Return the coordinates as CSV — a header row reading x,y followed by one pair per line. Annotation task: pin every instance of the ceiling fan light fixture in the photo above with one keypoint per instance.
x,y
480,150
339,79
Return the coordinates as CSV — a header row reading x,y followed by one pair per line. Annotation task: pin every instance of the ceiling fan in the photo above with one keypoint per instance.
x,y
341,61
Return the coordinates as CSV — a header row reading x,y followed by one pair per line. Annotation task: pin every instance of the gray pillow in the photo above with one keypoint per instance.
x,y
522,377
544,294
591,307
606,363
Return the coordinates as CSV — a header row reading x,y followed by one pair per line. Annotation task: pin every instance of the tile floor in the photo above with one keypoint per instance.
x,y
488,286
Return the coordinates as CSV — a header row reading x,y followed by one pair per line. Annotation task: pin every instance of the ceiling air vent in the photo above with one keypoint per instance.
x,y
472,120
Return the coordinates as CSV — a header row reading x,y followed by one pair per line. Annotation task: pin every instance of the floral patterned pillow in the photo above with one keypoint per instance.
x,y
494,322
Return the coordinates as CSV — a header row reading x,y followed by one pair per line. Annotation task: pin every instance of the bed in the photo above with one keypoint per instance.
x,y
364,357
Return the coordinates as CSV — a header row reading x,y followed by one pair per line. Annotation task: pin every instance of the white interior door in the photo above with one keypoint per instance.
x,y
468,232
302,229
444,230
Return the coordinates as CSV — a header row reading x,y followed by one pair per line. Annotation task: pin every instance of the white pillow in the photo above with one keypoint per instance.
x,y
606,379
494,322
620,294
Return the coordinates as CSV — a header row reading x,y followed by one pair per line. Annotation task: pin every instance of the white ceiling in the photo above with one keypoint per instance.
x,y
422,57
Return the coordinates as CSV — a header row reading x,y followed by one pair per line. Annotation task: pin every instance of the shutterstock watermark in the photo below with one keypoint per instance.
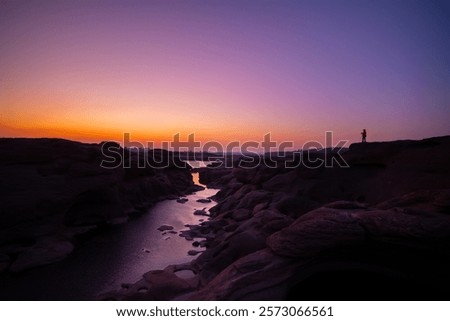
x,y
247,154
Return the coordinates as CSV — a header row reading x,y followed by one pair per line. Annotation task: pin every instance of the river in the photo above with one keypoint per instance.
x,y
117,255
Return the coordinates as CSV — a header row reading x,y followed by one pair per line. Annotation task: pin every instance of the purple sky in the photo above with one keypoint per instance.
x,y
226,70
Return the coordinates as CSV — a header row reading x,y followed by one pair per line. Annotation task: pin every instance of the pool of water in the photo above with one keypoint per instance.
x,y
120,254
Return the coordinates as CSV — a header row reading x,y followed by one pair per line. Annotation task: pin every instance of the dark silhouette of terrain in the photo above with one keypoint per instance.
x,y
376,230
53,190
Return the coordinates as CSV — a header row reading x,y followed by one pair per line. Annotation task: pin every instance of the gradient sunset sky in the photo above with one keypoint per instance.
x,y
226,70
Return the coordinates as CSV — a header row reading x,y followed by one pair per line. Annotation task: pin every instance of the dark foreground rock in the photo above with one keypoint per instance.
x,y
52,190
378,229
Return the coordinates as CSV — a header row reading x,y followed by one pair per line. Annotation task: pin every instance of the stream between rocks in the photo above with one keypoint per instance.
x,y
117,255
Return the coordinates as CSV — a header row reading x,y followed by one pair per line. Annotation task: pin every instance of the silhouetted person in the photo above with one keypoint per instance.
x,y
363,135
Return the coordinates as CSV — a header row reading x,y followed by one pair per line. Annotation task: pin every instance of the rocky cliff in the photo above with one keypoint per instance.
x,y
52,190
377,229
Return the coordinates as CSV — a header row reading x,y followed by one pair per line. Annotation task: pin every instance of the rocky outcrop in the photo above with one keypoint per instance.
x,y
54,189
378,229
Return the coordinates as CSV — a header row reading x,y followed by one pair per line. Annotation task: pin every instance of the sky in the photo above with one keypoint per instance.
x,y
225,70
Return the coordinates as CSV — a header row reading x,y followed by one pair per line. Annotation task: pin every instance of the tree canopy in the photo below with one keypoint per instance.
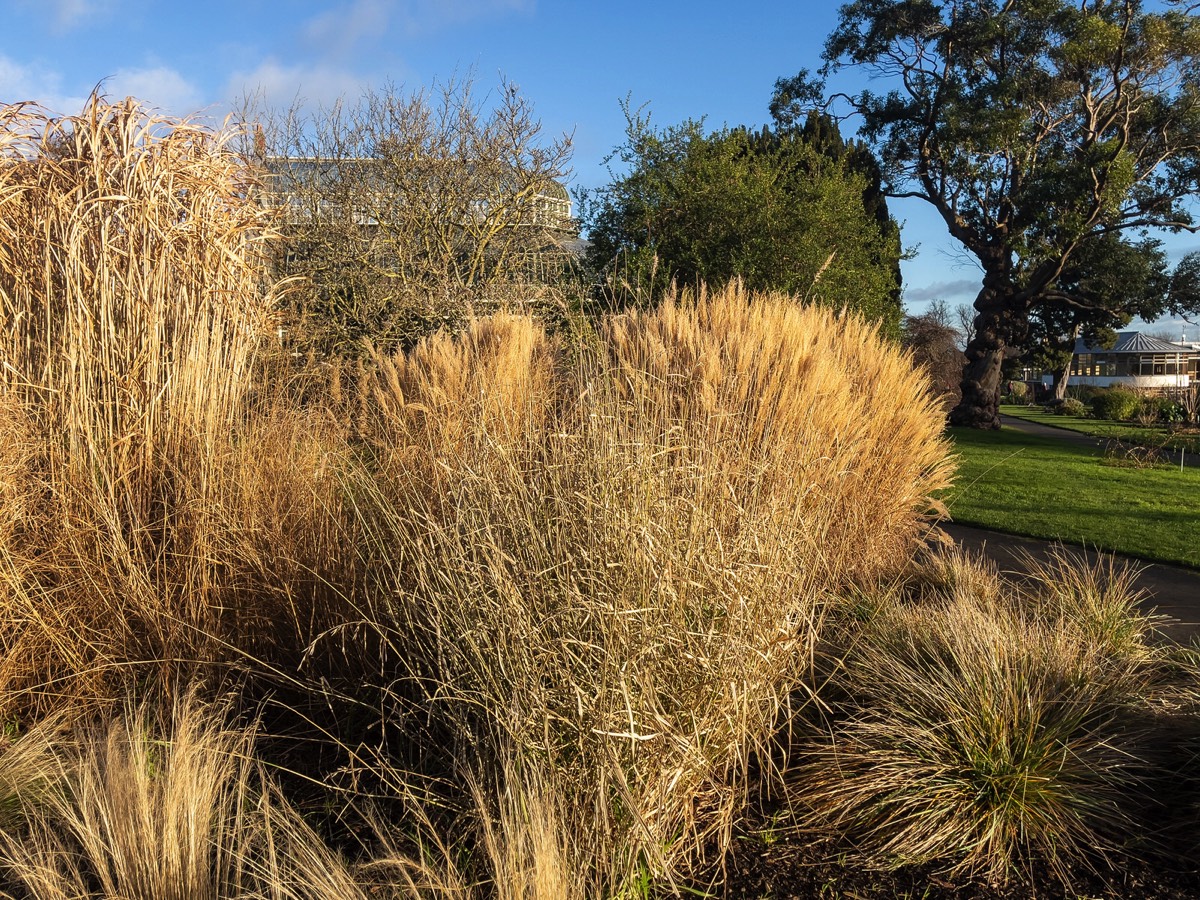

- **Your objective**: Leaving every picture out, output the data exactly as it stands.

- **Task answer**:
Return the coordinates as CSV — a header row reading x,y followed by one pair per line. Annotation task: pin every instance of the ceiling fan light fixture in the photo above with one keypoint per instance.
x,y
480,150
339,79
Return the coordinates as CSV — a header row reading x,y followed by one pair per line. Annotation task: pin every instance of the ceiling fan in the photo above with one keypoint per instance.
x,y
341,61
Return the coordinates as CSV — a header row reading x,y followed by one pair per line. Annotation task: pin every instance of the gray pillow in the photo above with one keypoint per instance.
x,y
522,377
544,294
591,307
606,363
Return the coordinates as CSV — a header row reading x,y followed by one pair per line. Annotation task: pin every instance of the tile floor in the photo above with one keypoint per instance.
x,y
488,286
Return the coordinates as CSV — a header row reading x,y followed by one pair per line. Annotation task: pin every instance of the ceiling air vent in the photo above with one keypoint per instance.
x,y
472,120
Return the coordinates as CSV — a header row reading x,y followed by one pair per line. Annotation task: pin every instance of the floral patterned pillow in the photo above with one keypoint per instance.
x,y
494,322
Return the coordinates as CSV — a header row reading x,y followed by one pair per line. Annotation task: pin every instance of the bed in the photo above with one keypoint per instance.
x,y
364,357
Return the coordinates as CSV — a header row reading x,y followed by one pair per line. Annotation task: pin every instance of the white interior door in the photo above with one keypoint per instance.
x,y
468,232
302,229
444,230
Return the coordinates as CSV — a header row reading x,y followed by one pair per line. Annotation task: pin every instance of the white pillow in the photo above with one keypoint per instance.
x,y
606,379
494,322
620,294
Return the coordinates as CSV — a header row reading x,y followed by one pair per line. Annotation task: pin every instance of the white ceiling in the photo above with one keypoint per instance.
x,y
422,57
Return the coordinates as CSV — a header row reading x,y followed by one pair per line. Annotation task: pin every instance of the shutterstock watermark in the photo below with one keypoint per instance.
x,y
247,154
Return the coordinates as CSV — a header row reading x,y followed by one pair per line. Annotation task: pin every instance of the river in the photo above with one keypoint per instance.
x,y
117,255
Return the coordinates as CSV — a header row reading x,y followed by one pair per line. Annotation task: pin every instance of the purple sky in the photo above with one keypoint per instance.
x,y
226,70
Return the coordinates as CSV — a header row reading x,y followed by one pair per line. Annotation task: pin every instance of the pool of water in the photo above with one keypoint per instance.
x,y
120,254
Return the coordinates as CSV — a header row reading x,y followed by one pair per line. Annotation task: pin every instance of the dark silhouette of terrain in the photo above with one keypoint per instance.
x,y
376,230
53,190
Return the coordinates as CSV — a header row reading x,y followed by one pair per line. Annotation task: pin every instance of the gradient sunset sky in the photo above with one keypoint per instance.
x,y
226,70
Return the coordinates as CSV — a header row reading x,y followed by one pair per line. Annotation task: pin every instance of the dark foreground rock in the photo above with one keypoint per instance.
x,y
52,190
378,229
Return the coordinates as CSV — a header row reading x,y followed by one pair per line. Annotation task: pin every instance of the stream between rocks in the photo above with one keypoint per instance.
x,y
117,255
Return the coordinates as CSV — a header row reading x,y followed by one pair per line. Annotation task: pin every instance of the silhouetted person in the photo above with one keypoint per instance.
x,y
363,135
Return the coordinates as CSV — a header row reading x,y followed by one pair per line. Annotation task: pin every instance of the rocky cliff in the photo above with one keypoint per instance.
x,y
52,190
377,229
Return the coordinates as CSV — a header row reading x,y followed by one pair per line. Annotation task: pin every instance of the rocky outcrop in the photo above with one keypoint per instance.
x,y
54,189
378,229
Return the coordinates as CSV — a header row reading x,y followed by one pair per line. Annotation task: pin every instance of the sky in the photo above with one keypoint per instance.
x,y
225,70
Return the coordinates as CSV — a header row reading x,y followed by one pair per line. Annotation task: pin every instance of the tree canopy in the photo below with one keypoint per instance.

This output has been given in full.